Exercise directions:
Please rewrite the items from the line with "[mark] the man's eye in" through the end of the items, replacing "man's" with "person's" and leaving everything else unchanged.

Extracted data entries
■ ■ ■ ■

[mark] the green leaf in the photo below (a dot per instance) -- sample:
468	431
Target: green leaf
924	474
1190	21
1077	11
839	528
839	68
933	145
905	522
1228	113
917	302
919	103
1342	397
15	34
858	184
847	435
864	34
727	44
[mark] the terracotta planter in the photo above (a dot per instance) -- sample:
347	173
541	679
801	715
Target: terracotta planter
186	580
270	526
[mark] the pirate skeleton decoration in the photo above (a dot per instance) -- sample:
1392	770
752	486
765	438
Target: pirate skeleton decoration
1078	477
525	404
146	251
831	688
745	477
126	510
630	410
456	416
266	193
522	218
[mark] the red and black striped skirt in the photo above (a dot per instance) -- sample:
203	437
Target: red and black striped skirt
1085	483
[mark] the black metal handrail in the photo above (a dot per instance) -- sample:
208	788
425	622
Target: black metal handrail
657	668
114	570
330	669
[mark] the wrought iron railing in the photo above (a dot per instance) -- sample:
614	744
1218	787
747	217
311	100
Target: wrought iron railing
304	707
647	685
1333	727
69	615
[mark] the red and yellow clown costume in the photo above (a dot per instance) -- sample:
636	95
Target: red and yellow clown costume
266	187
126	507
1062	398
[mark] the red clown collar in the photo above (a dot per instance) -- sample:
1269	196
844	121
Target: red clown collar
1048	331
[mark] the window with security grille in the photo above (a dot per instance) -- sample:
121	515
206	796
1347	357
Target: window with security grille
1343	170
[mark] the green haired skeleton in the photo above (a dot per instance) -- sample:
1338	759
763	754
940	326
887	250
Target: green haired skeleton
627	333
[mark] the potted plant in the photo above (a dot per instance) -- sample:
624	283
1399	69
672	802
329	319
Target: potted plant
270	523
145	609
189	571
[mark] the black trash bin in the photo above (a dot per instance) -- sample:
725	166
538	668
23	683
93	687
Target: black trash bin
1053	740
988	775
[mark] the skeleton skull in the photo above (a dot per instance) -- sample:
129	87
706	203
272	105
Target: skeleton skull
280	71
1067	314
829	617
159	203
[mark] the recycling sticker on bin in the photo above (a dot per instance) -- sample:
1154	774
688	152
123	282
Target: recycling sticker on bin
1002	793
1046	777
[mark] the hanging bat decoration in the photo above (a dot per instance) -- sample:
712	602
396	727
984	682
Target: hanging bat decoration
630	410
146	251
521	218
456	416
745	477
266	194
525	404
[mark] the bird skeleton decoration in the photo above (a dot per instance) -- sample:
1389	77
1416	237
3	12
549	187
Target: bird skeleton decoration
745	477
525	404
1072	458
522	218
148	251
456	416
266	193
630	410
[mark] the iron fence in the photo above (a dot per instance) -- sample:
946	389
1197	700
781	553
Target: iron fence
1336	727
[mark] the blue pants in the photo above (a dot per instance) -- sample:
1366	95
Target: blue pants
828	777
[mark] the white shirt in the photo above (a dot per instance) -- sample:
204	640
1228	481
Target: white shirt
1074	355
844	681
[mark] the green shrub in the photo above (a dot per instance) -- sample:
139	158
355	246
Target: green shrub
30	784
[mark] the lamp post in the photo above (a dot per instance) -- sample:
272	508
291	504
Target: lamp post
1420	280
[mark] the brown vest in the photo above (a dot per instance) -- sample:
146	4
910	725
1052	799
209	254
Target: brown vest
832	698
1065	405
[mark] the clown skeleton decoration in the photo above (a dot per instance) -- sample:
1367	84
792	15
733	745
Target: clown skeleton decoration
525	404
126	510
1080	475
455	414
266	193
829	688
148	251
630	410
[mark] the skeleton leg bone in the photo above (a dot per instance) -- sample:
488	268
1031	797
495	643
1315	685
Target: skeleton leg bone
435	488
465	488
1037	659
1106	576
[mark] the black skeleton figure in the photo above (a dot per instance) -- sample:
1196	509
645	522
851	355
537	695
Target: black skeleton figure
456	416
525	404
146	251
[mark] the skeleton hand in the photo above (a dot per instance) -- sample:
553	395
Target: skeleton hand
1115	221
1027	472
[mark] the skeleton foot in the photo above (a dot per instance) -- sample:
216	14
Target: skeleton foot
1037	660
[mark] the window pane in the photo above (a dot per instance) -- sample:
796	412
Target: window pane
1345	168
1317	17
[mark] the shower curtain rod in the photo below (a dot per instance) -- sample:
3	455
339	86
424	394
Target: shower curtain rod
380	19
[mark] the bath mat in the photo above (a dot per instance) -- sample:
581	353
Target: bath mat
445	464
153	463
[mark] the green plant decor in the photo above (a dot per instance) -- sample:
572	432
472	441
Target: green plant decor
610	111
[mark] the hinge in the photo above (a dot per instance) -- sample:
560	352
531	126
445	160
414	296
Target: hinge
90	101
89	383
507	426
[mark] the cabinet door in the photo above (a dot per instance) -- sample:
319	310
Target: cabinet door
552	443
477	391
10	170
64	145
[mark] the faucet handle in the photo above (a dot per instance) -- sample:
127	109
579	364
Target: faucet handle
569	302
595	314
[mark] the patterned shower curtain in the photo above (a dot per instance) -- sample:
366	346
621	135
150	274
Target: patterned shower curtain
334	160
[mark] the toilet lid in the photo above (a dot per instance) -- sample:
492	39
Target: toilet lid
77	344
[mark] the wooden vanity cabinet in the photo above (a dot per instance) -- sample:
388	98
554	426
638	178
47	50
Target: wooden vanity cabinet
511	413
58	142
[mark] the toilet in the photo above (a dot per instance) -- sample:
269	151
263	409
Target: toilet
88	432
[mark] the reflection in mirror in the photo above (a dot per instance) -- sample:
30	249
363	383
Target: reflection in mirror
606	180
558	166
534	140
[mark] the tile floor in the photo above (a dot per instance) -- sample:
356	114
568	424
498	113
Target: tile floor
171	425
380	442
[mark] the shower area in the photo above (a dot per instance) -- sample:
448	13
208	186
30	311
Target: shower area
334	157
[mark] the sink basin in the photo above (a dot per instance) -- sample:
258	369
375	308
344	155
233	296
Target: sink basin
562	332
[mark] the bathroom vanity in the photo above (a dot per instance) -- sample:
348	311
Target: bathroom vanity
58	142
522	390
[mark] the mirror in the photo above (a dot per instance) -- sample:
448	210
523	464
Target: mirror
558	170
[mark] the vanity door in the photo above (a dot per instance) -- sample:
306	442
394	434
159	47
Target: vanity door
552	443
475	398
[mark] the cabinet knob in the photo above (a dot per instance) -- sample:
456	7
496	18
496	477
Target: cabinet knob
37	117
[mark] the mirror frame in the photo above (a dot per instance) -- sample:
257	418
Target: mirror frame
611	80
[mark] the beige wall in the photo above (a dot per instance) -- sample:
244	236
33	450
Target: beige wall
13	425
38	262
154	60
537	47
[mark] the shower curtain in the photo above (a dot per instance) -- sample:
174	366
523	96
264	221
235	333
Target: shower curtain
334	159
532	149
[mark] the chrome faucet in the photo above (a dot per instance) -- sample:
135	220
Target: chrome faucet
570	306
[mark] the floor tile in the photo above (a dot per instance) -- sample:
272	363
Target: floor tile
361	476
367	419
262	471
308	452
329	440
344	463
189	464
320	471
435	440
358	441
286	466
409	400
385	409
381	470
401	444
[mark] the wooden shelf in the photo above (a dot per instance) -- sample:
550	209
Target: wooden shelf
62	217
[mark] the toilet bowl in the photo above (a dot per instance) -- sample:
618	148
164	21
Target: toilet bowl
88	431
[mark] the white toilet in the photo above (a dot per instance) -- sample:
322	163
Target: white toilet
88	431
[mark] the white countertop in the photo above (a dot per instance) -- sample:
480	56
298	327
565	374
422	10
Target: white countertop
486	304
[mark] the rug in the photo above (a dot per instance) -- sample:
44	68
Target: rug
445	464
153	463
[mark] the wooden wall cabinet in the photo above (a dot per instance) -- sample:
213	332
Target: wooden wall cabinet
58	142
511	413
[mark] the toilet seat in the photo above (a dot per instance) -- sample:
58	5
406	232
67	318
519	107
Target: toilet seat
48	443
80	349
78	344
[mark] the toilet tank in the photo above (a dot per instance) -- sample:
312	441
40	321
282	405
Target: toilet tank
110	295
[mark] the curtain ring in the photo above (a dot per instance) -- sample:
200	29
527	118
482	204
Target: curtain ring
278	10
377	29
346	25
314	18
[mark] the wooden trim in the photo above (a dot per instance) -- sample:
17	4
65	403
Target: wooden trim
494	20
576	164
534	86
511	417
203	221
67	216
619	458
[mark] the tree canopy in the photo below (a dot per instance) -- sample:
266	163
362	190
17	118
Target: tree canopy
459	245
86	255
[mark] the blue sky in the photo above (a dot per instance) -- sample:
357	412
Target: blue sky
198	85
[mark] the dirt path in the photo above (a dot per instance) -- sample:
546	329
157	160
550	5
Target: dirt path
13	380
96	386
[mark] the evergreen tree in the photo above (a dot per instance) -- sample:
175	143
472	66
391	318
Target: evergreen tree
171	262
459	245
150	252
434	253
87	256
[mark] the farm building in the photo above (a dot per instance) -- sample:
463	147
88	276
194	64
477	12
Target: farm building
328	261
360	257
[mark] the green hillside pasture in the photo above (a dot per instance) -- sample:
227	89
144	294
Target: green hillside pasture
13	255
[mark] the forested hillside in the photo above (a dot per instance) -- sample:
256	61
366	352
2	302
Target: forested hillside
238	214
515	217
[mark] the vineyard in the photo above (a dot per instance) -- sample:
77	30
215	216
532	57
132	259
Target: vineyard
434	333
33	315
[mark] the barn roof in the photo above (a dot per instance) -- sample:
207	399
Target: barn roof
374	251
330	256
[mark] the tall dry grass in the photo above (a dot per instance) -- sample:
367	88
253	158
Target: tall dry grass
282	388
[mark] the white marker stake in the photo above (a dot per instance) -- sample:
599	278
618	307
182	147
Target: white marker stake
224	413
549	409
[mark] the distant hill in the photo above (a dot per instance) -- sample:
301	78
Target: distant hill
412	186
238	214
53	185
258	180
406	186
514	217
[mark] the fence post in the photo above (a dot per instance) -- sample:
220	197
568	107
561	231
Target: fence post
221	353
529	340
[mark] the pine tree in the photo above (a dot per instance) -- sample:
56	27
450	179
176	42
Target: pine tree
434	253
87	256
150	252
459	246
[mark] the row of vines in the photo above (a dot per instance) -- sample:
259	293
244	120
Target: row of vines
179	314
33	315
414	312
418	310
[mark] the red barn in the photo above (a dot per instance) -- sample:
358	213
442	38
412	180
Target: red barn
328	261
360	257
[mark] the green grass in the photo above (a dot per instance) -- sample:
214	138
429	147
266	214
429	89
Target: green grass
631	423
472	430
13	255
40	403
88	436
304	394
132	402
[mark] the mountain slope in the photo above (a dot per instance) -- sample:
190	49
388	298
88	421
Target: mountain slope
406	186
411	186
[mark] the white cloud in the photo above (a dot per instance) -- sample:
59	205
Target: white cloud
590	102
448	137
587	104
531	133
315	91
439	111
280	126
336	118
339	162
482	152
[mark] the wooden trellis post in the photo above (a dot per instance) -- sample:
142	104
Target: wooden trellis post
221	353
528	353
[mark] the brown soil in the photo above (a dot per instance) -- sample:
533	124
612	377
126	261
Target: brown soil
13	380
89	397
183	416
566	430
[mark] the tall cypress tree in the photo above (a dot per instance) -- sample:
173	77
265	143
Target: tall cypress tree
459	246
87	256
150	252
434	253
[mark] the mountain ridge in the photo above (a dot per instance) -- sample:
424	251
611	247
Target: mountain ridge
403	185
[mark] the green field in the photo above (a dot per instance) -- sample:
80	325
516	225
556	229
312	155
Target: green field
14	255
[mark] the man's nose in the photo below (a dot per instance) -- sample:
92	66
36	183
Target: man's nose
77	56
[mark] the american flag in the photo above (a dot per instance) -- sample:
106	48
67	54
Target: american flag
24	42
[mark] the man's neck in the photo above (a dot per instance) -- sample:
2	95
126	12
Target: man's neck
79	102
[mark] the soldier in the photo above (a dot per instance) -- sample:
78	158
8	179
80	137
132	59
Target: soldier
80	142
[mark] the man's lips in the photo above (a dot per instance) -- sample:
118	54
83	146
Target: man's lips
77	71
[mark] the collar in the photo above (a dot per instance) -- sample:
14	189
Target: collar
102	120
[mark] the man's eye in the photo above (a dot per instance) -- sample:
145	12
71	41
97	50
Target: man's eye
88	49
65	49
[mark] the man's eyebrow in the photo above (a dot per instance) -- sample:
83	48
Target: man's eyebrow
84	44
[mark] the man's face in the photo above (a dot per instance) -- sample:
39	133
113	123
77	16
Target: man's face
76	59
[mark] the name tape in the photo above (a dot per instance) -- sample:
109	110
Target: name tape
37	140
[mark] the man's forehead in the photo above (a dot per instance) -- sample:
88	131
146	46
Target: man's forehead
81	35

■ ■ ■ ■

Written solution:
[mark] the person's eye in the photo above (a dot per instance) -- sample:
145	12
71	41
97	50
Target: person's eye
88	49
65	49
[mark] the person's eyebrow in the photo above (a dot per instance) -- sample:
83	48
Target: person's eyebrow
84	44
[mark] the person's face in the photo above (a dot per instance) -- sample:
39	133
113	123
77	16
Target: person's face
76	59
[mark] the name tape in the photo above (a dot per instance) -- sample:
109	110
Target: name tape
37	140
[mark] the person's forehead in the photo above (a dot per instance) -- sample:
88	131
146	46
Target: person's forehead
81	35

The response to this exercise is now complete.